(WHAT IS BEING ASKED) Omit the pictures and extract only the lines from the line containing "The resolver MUST return, for each instance of the flower" to the end of the material, each exactly as written.

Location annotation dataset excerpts
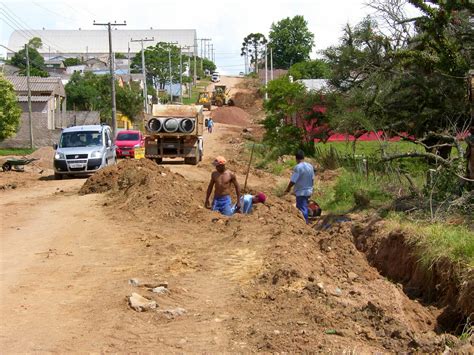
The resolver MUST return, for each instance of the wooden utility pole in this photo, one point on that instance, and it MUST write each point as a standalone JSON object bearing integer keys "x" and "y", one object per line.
{"x": 32, "y": 144}
{"x": 112, "y": 72}
{"x": 145, "y": 90}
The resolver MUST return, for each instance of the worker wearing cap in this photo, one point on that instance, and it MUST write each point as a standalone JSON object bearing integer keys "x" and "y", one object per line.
{"x": 222, "y": 179}
{"x": 247, "y": 201}
{"x": 303, "y": 180}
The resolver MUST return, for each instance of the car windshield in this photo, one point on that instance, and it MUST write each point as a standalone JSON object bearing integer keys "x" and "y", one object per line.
{"x": 127, "y": 137}
{"x": 80, "y": 139}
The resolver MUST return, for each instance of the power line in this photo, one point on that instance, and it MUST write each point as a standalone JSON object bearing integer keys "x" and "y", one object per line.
{"x": 54, "y": 12}
{"x": 23, "y": 26}
{"x": 112, "y": 72}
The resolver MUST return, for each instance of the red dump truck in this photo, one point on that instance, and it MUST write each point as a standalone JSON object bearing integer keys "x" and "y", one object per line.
{"x": 174, "y": 131}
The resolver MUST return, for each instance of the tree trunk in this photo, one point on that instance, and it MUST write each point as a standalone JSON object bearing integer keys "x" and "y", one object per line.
{"x": 470, "y": 156}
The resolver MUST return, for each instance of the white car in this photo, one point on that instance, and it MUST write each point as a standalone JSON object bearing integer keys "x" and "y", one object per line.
{"x": 83, "y": 150}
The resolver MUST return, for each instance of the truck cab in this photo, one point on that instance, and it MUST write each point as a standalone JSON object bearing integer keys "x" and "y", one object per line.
{"x": 215, "y": 77}
{"x": 175, "y": 131}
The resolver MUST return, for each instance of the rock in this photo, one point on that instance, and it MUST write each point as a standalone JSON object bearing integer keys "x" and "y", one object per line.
{"x": 160, "y": 290}
{"x": 156, "y": 284}
{"x": 140, "y": 303}
{"x": 134, "y": 282}
{"x": 352, "y": 276}
{"x": 337, "y": 292}
{"x": 173, "y": 312}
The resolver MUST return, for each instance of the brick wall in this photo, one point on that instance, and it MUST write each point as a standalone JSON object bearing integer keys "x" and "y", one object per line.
{"x": 43, "y": 136}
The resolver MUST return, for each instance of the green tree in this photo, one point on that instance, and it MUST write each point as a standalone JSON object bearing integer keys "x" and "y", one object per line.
{"x": 281, "y": 130}
{"x": 314, "y": 69}
{"x": 10, "y": 112}
{"x": 35, "y": 43}
{"x": 254, "y": 47}
{"x": 157, "y": 64}
{"x": 69, "y": 62}
{"x": 82, "y": 92}
{"x": 36, "y": 62}
{"x": 291, "y": 41}
{"x": 91, "y": 92}
{"x": 130, "y": 100}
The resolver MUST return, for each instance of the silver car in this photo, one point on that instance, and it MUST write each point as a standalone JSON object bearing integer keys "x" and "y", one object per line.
{"x": 83, "y": 150}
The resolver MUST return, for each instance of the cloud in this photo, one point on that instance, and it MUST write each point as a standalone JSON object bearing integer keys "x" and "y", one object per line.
{"x": 226, "y": 22}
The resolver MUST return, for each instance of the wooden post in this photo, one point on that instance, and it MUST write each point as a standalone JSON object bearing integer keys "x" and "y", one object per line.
{"x": 248, "y": 168}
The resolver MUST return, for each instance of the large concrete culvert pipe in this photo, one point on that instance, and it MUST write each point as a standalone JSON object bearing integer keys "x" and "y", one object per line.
{"x": 171, "y": 125}
{"x": 186, "y": 125}
{"x": 154, "y": 125}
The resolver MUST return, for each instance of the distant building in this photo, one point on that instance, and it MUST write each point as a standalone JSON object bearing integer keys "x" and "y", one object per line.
{"x": 49, "y": 115}
{"x": 87, "y": 44}
{"x": 47, "y": 96}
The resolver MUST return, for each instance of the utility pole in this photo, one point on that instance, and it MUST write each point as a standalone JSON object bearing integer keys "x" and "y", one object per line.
{"x": 203, "y": 47}
{"x": 32, "y": 144}
{"x": 171, "y": 77}
{"x": 266, "y": 73}
{"x": 112, "y": 73}
{"x": 180, "y": 74}
{"x": 271, "y": 63}
{"x": 145, "y": 89}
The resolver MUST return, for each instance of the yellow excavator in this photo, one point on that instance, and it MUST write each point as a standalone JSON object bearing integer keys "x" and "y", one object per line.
{"x": 221, "y": 97}
{"x": 204, "y": 99}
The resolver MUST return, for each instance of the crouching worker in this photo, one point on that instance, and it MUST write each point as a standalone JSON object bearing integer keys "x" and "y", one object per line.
{"x": 222, "y": 179}
{"x": 247, "y": 201}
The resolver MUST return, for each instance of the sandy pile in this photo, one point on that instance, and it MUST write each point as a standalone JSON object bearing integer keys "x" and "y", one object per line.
{"x": 231, "y": 115}
{"x": 300, "y": 288}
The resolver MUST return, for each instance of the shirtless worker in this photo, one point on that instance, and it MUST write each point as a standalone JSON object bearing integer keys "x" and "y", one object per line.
{"x": 222, "y": 179}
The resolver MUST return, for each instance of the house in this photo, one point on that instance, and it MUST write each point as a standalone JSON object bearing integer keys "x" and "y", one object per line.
{"x": 95, "y": 43}
{"x": 47, "y": 96}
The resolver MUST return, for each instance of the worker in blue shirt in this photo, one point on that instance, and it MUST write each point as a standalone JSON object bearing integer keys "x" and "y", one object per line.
{"x": 303, "y": 180}
{"x": 247, "y": 201}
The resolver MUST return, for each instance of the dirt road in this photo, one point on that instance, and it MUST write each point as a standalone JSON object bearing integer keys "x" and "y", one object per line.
{"x": 264, "y": 282}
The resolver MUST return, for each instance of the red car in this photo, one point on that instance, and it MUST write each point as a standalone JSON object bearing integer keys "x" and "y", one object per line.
{"x": 126, "y": 142}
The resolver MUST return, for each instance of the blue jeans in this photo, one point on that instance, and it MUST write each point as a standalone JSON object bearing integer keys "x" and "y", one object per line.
{"x": 302, "y": 205}
{"x": 223, "y": 204}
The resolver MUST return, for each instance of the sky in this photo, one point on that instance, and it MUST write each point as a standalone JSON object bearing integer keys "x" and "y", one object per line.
{"x": 226, "y": 22}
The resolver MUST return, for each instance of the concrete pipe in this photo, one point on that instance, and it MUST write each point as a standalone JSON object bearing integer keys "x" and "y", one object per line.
{"x": 154, "y": 125}
{"x": 171, "y": 125}
{"x": 186, "y": 125}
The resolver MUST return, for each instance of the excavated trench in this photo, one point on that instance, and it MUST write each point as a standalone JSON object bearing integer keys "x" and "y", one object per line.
{"x": 443, "y": 284}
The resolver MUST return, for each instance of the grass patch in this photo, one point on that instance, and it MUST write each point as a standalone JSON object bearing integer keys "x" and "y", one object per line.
{"x": 16, "y": 151}
{"x": 370, "y": 148}
{"x": 201, "y": 86}
{"x": 439, "y": 240}
{"x": 351, "y": 191}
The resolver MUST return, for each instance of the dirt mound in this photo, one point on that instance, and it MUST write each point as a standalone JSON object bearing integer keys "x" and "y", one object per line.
{"x": 45, "y": 156}
{"x": 396, "y": 256}
{"x": 316, "y": 291}
{"x": 244, "y": 99}
{"x": 144, "y": 187}
{"x": 289, "y": 287}
{"x": 231, "y": 115}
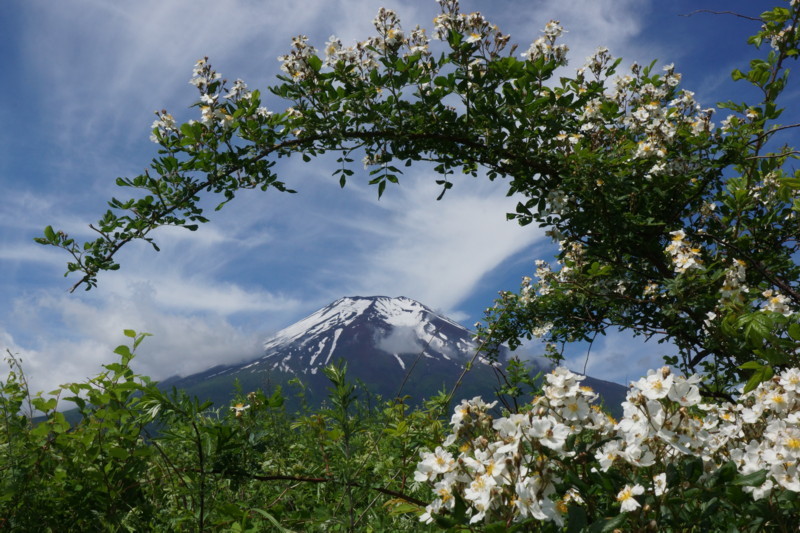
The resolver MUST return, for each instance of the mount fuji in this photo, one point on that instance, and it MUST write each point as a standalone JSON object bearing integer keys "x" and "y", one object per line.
{"x": 394, "y": 346}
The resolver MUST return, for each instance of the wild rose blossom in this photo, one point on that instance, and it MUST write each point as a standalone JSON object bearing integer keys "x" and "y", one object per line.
{"x": 510, "y": 466}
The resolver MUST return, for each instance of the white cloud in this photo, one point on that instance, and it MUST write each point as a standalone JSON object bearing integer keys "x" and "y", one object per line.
{"x": 618, "y": 357}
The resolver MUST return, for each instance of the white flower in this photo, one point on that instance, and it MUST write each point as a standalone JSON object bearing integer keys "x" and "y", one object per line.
{"x": 626, "y": 497}
{"x": 660, "y": 484}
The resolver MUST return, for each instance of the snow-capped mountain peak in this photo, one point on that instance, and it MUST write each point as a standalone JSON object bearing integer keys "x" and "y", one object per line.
{"x": 366, "y": 328}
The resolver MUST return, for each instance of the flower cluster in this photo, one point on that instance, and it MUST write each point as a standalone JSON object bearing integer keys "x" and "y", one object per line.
{"x": 684, "y": 254}
{"x": 511, "y": 464}
{"x": 514, "y": 467}
{"x": 296, "y": 62}
{"x": 545, "y": 47}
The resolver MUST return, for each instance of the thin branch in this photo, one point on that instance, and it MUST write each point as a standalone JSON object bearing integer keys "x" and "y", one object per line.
{"x": 711, "y": 11}
{"x": 281, "y": 477}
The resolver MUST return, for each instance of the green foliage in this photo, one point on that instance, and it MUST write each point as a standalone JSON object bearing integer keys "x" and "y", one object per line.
{"x": 668, "y": 228}
{"x": 140, "y": 459}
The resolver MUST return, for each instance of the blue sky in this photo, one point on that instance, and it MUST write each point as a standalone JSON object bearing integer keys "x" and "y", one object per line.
{"x": 82, "y": 80}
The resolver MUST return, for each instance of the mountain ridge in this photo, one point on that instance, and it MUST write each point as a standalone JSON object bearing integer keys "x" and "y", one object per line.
{"x": 381, "y": 339}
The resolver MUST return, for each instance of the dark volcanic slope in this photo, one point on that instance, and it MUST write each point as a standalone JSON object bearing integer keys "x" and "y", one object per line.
{"x": 381, "y": 339}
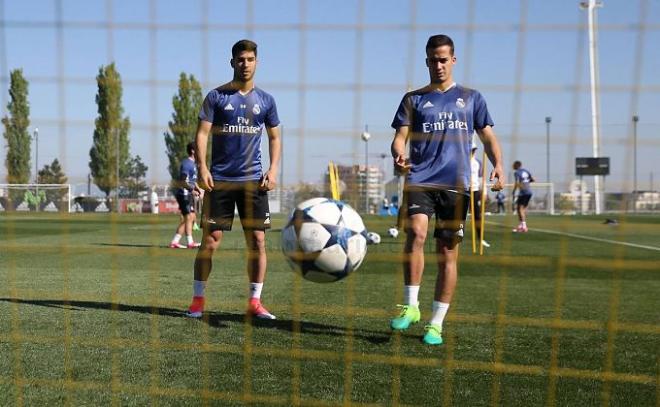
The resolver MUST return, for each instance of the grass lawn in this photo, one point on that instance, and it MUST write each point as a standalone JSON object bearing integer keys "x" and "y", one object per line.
{"x": 92, "y": 313}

(SOLVED EXERCISE)
The resolver MUST return, for each instance of the flower cluster in this photo, one point on that instance, and it MUST write each point as a standalone JSON object bearing integer keys "x" and "y", one object per line.
{"x": 684, "y": 254}
{"x": 511, "y": 464}
{"x": 514, "y": 467}
{"x": 296, "y": 62}
{"x": 545, "y": 47}
The resolver MUST return, for each instance of the thin branch in this photo, one point on that instance, and it MUST write each point as a standalone JSON object bearing integer keys "x" and "y", one object per line.
{"x": 711, "y": 11}
{"x": 281, "y": 477}
The resolver MUST return, for each instance of the green foliage in this photo, one point on that instance, and it MUST write each point as a standalone JSON object bearing integer keys "x" and "y", one object per line.
{"x": 668, "y": 228}
{"x": 140, "y": 459}
The resolver MUST return, for each instance of the blue sky in this photo, one point on that instance, and it MUST write each point as a standalone JSON object bearing integer keys "x" and "y", one object per line.
{"x": 82, "y": 80}
The resolver MUST return, for each instance of the mountain ridge in this photo, one point on that instance, and it MUST write each point as a standalone JSON object bearing integer keys "x" and "y", one object per line.
{"x": 381, "y": 339}
The resolver MUST return, for each instance of the dark volcanic slope in this photo, one point on that instance, and it MUST write each point as a standalone JSON object bearing integer keys "x" and "y", one object per line.
{"x": 381, "y": 339}
The resolver MUST return, for each instance of the grass lawn in this photo, one point on that instance, and it MUST write each point as a standalone JSON object bearing integer keys "x" and "y", one object per line.
{"x": 92, "y": 313}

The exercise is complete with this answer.